> [Your task]:
Rescale everything from the row containing "Exercise. Point to the ceiling fan motor" down to the last row. Reproduce those rows alone with the request text unchanged, multiply every pixel coordinate in the answers by 1.25, and round each result to a whole number, rounding halves up.

(Point labeling dataset excerpts)
-- Start --

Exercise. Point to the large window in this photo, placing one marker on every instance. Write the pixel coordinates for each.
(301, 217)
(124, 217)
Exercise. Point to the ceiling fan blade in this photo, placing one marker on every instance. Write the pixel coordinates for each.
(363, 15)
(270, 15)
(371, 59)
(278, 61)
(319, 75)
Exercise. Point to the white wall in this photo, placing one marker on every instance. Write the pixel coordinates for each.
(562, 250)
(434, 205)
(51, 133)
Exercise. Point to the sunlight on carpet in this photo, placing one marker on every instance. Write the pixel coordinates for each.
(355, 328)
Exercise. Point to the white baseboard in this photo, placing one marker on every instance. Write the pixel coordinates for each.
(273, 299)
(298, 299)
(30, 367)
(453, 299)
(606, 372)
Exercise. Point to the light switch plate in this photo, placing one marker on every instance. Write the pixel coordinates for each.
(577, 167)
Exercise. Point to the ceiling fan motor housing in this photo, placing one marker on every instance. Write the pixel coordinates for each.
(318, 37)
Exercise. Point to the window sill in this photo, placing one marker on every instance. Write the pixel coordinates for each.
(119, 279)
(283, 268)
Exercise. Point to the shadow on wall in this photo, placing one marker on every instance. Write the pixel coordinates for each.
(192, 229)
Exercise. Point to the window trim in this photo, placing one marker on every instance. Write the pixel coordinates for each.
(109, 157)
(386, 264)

-- End --

> [Solution for this problem]:
Exercise. Point to the ceiling fan motor housing in this photo, placing one marker on every instance. Write the pixel coordinates for each.
(398, 46)
Exercise. Point to the window sill in this photo, placing one marker on every instance. Write the pixel coordinates for each.
(149, 349)
(354, 335)
Exercise. Point to the shadow on wall in this photo, placing one marker on every instance. Write the pixel coordinates for each.
(240, 286)
Exercise. Point to the window trim in this photo, placing one marker on every instance. Write the pixel coordinates for each.
(136, 196)
(483, 330)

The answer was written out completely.